Source extract:
______________________________
Nitrogen makes up 78% of the atmosphere on earth with oxygen making up just 21%. Nitrogen gas is used in many industries such as mining and food packaging. For many of these industries to function as is required, they need a constant supply of nitrogen gas.

A lot of companies choose to use nitrogen cylinders to get the gas they require to perform their industrial operations. However, nitrogen cylinders are very expensive and can be quite a hassle. If the delivery does not go as planned, factory processes may not go as smoothly as intended which usually has knock-on effects through the process and ultimately hits the consumer in price rises or slower demand. It’s for these reasons that many businesses are turning to a nitrogen generator for their business.

Nitrogen generators are a common type of equipment that is widely used by factories across the world to create nitrogen gas inside the factories to make sure the supply of nitrogen is unlimited whenever needed.

Organisations can either use a PSA nitrogen generator or a membrane nitrogen generator.

PSA Nitrogen Generators
PSA stands for Pressure Swing Adsorption. PSA nitrogen generators operate using the PSA concept to produce a constant supply of nitrogen gas from the oxygen molecules in compressed air.

How PSA Nitrogen Generators Work

A couple of towers are filled with a sieve-lined vessel known as carbon molecular sieve (CMS). CMS is different from other activated carbons because its range of pore openings is very narrow.

Compressed air goes in from the bottom tower and through the CMS where the lining adsorbs small oxygen molecules while allowing nitrogen molecules to proceed to the receiver.

The narrow pore openings allow for oxygen molecules to penetrate, thus separating nitrogen molecules which are too large to enter the CMS, from the oxygen molecules.

The larger nitrogen molecules then emerge as the final product.

After a set time, the tower switches to regenerative mode automatically thus venting contaminants from the CMS.
______________________________
Data provided:
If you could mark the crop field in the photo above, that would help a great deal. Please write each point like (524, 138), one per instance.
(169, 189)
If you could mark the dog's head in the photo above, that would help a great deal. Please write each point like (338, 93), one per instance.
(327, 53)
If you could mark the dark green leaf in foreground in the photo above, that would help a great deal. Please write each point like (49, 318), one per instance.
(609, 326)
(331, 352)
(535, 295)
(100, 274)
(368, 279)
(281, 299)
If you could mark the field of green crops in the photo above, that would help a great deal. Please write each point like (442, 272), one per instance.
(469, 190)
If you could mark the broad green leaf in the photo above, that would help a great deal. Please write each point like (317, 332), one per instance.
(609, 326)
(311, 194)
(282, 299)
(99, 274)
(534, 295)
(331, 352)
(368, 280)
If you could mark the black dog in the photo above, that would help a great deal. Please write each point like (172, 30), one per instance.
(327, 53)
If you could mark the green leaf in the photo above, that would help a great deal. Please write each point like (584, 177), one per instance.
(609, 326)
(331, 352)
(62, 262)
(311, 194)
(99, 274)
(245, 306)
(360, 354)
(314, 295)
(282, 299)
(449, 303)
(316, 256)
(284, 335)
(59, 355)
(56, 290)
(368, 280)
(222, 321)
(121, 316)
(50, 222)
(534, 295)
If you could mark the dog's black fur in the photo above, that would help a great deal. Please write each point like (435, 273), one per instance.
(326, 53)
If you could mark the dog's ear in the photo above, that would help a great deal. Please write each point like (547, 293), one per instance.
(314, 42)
______________________________
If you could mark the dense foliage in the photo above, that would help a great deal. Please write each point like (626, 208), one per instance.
______________________________
Given request: Update the passage on nitrogen generators from "Organisations can either" up to and including "the oxygen molecules.", replacing "receiver" with "storage tank".

Answer:
Organisations can either use a PSA nitrogen generator or a membrane nitrogen generator.

PSA Nitrogen Generators
PSA stands for Pressure Swing Adsorption. PSA nitrogen generators operate using the PSA concept to produce a constant supply of nitrogen gas from the oxygen molecules in compressed air.

How PSA Nitrogen Generators Work

A couple of towers are filled with a sieve-lined vessel known as carbon molecular sieve (CMS). CMS is different from other activated carbons because its range of pore openings is very narrow.

Compressed air goes in from the bottom tower and through the CMS where the lining adsorbs small oxygen molecules while allowing nitrogen molecules to proceed to the storage tank.

The narrow pore openings allow for oxygen molecules to penetrate, thus separating nitrogen molecules which are too large to enter the CMS, from the oxygen molecules.